Written request A -> Could you copy the records word for word, from the line with "green grass for the incident report." up to and including the line with "[45,23,48,29]", and nothing else?

+++

Changes were done based on the feedback

da/encoder.py

@@ -68,19 +68,19 @@ class DAEncoder:
     def _combined_polynomial(
         polys: Sequence[Polynomial], h: BLSFieldElement
     ) -> Polynomial:
-        combined = Polynomial([0], BLS_MODULUS)
+        combined_polynomial = polys[0]
         h_int = int(h)  # raw integer challenge
         int_pow = 1
-        for poly in polys:
-            combined = combined + (poly * int_pow)
+        for poly in polys[1:]:
             int_pow = (int_pow * h_int) % BLS_MODULUS
-        return combined
+            combined_polynomial = combined_polynomial + Polynomial({int_pow * coeff for coeff in poly},BLS_MODULUS)
+        return combined_polynomial
 
     def _compute_combined_column_proofs(self, combined_poly: Polynomial) -> List[Proof]:
         total_cols = self.params.column_count * 2
         return [
-            kzg.generate_element_proof(j, combined_poly, GLOBAL_PARAMETERS, ROOTS_OF_UNITY)
-            for j in range(total_cols)
+            kzg.generate_element_proof(i, combined_poly, GLOBAL_PARAMETERS, ROOTS_OF_UNITY)
+            for i in range(total_cols)
         ]
 
     def encode(self, data: bytes) -> EncodedData:

da/kzg_rs/poly.py

@@ -1,3 +1,4 @@
+
 from itertools import zip_longest
 from typing import List, Sequence, Self
 
@@ -49,19 +50,11 @@ class Polynomial[T]:
         )
 
     def __mul__(self, other):
-        if isinstance(other, int):
-            return Polynomial(
-                [(a * other) % self.modulus for a in self.coefficients],
-                self.modulus
-            )
-        elif isinstance(other, Polynomial):
-            result = [0] * (len(self.coefficients) + len(other.coefficients) - 1)
-            for i in range(len(self.coefficients)):
-                for j in range(len(other.coefficients)):
-                    result[i + j] = (result[i + j] + self.coefficients[i] * other.coefficients[j]) % self.modulus
-            return Polynomial(result, self.modulus)
-        else:
-            raise TypeError(f"Unsupported type for multiplication: {type(other)}")
+        result = [0] * (len(self.coefficients) + len(other.coefficients) - 1)
+        for i in range(len(self.coefficients)):
+            for j in range(len(other.coefficients)):
+                result[i + j] = (result[i + j] + self.coefficients[i] * other.coefficients[j]) % self.modulus
+        return Polynomial(result, self.modulus)
 
     def divide(self, other):
         if not isinstance(other, Polynomial):
@@ -116,4 +109,4 @@ class Polynomial[T]:
         )) % self.modulus
 
     def evaluation_form(self) -> List[T]:
-        return [self.eval(ROOTS_OF_UNITY[i]) for i in range(len(self))]
+        return [self.eval(ROOTS_OF_UNITY[i]) for i in range(len(self))]

da/test_encoder.py

@@ -39,19 +39,21 @@ class TestEncoder(TestCase):
 
         # verify rows
         h = derive_challenge(encoded_data.row_commitments)

+++

Written request B -> In the code diff, what is combined_polynomial first set to in da/encoder.py?

Image box annotation records:
+++

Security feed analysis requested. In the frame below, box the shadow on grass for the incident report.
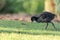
[0,30,60,36]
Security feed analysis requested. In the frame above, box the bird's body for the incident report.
[31,12,55,29]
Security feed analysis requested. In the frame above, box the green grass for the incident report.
[0,20,60,40]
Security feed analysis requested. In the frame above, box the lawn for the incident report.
[0,20,60,40]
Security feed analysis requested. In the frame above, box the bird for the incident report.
[31,11,56,29]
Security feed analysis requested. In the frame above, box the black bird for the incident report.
[31,12,56,29]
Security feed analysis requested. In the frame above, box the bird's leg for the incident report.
[51,22,57,30]
[45,23,48,29]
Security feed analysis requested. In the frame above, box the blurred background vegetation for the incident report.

+++

Response A ->
Security feed analysis requested. In the frame above, box the green grass for the incident report.
[0,20,60,40]
Security feed analysis requested. In the frame above, box the lawn for the incident report.
[0,20,60,40]
Security feed analysis requested. In the frame above, box the bird for the incident report.
[31,11,56,29]
Security feed analysis requested. In the frame above, box the black bird for the incident report.
[31,12,56,29]
Security feed analysis requested. In the frame above, box the bird's leg for the incident report.
[51,22,57,30]
[45,23,48,29]

Response B -> polys[0]